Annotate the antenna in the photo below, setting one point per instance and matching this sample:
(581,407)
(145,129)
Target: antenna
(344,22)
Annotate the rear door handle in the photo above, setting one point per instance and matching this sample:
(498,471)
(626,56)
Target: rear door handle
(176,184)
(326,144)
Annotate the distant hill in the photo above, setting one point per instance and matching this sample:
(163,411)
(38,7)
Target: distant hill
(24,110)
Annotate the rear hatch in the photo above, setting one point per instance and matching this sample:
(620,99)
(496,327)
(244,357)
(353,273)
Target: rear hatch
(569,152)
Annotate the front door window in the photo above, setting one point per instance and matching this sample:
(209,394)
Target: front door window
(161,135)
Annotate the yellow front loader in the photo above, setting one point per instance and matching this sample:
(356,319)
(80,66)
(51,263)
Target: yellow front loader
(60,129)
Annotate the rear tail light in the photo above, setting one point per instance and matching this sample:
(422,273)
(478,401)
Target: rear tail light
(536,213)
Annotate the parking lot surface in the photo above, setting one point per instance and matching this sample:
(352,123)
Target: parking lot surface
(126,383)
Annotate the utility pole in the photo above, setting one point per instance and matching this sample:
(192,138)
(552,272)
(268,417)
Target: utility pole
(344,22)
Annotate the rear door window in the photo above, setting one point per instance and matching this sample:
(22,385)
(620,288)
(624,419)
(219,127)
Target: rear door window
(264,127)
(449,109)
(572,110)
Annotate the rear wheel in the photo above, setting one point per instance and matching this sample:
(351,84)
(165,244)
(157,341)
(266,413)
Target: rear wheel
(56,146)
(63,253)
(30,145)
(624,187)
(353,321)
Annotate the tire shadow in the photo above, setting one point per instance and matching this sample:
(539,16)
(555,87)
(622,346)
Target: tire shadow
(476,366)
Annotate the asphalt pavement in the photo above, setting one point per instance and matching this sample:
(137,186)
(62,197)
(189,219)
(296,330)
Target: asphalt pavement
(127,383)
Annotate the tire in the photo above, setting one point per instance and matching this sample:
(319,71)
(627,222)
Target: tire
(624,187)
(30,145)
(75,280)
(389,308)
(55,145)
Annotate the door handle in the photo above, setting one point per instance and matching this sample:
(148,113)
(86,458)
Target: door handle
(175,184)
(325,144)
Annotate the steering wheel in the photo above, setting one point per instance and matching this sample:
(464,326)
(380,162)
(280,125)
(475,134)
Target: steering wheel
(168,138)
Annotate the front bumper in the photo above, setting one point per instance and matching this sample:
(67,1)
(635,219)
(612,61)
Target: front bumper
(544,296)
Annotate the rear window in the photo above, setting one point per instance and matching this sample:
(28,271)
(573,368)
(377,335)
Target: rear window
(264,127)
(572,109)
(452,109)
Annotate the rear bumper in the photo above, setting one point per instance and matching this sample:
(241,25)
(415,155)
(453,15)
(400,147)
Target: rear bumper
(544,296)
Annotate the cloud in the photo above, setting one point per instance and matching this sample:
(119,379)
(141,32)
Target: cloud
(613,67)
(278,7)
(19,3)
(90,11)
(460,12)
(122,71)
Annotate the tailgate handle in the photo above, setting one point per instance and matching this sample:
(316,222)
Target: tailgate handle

------------------------------------------------------------

WHAT IS REQUIRED: Would you restate each of the entries word for word?

SOLUTION TO THE PROBLEM:
Annotate the antenna in the photo below, setting one point per instance and matching this sample:
(581,407)
(145,129)
Target: antenna
(344,22)
Annotate the rear door handle in the photo above, setting one point per instance and matching this sample:
(498,471)
(626,56)
Target: rear door handle
(176,184)
(326,144)
Annotate the distant hill in the photo above, setting one point per instance and matching this sample:
(163,411)
(38,7)
Target: distant hill
(24,110)
Annotate the rear hatch in the photo above, setting one point per instance and matching this sample:
(620,99)
(496,327)
(244,357)
(353,273)
Target: rear hatch
(569,152)
Annotate the front door window in the photo above, setting one point per instance and matching this sample:
(209,394)
Target: front door window
(161,135)
Annotate the yellow front loader in the photo above, setting one point per instance and matching this sample:
(356,319)
(80,66)
(51,263)
Target: yellow front loader
(60,129)
Annotate the rear tail light in the photo above, setting one point per instance and matching this sample:
(422,273)
(478,401)
Target: rear tail light
(536,213)
Annotate the parking lot surface in the photo above, setting one point per instance and matching this sample:
(352,123)
Target: parking lot surface
(126,383)
Annotate the utility pole in the photo above, setting one point per instance and matching this sample:
(192,138)
(552,272)
(268,417)
Target: utility pole
(344,22)
Annotate the rear door window in the photo above, setting one point per instance and matching this sample:
(22,385)
(620,288)
(624,419)
(219,127)
Target: rear door window
(264,127)
(449,109)
(572,110)
Annotate the rear wheel in the photo above, setting one point per instance and matching this sample:
(351,84)
(165,244)
(157,341)
(266,413)
Target: rear wheel
(56,146)
(63,253)
(30,145)
(624,187)
(353,321)
Annotate the tire shadow in the photo above, setting one point per instance and matching this sample:
(539,16)
(555,87)
(622,346)
Target: tire shadow
(476,366)
Annotate the asphalt pavement in the photo above, setting one point per instance and matching this sample:
(137,186)
(62,197)
(189,219)
(296,330)
Target: asphalt pavement
(127,383)
Annotate the tire in the photo above, setting one point per instance and matching this sample:
(319,71)
(627,222)
Target: tire
(624,187)
(30,145)
(75,280)
(389,308)
(55,145)
Annotate the door handle in the photo above, setting one point per instance and matching this sample:
(148,113)
(86,458)
Target: door handle
(175,184)
(325,144)
Annotate the steering wheel in the photo above, setting one point per instance and matching this sample:
(464,326)
(380,162)
(280,125)
(475,134)
Target: steering wheel
(168,138)
Annotate the front bumper in the photo above, setting one point per instance and matching this sample:
(67,1)
(635,219)
(612,61)
Target: front bumper
(544,296)
Annotate the rear window in the photo above, setting one point per instance and matching this sample:
(28,271)
(573,368)
(377,335)
Target: rear window
(264,127)
(572,109)
(452,109)
Annotate the rear bumper in the photo above, setting one point per instance and matching this sample:
(241,25)
(415,155)
(453,15)
(400,147)
Target: rear bumper
(544,296)
Annotate the cloud in the photo above, setting one point per instance and matching this sample:
(119,379)
(141,32)
Target: cloud
(613,67)
(278,7)
(19,3)
(90,11)
(460,12)
(122,71)
Annotate the tailgate handle in the photo above, setting one point per instance and matching this sample:
(316,222)
Target: tailgate handle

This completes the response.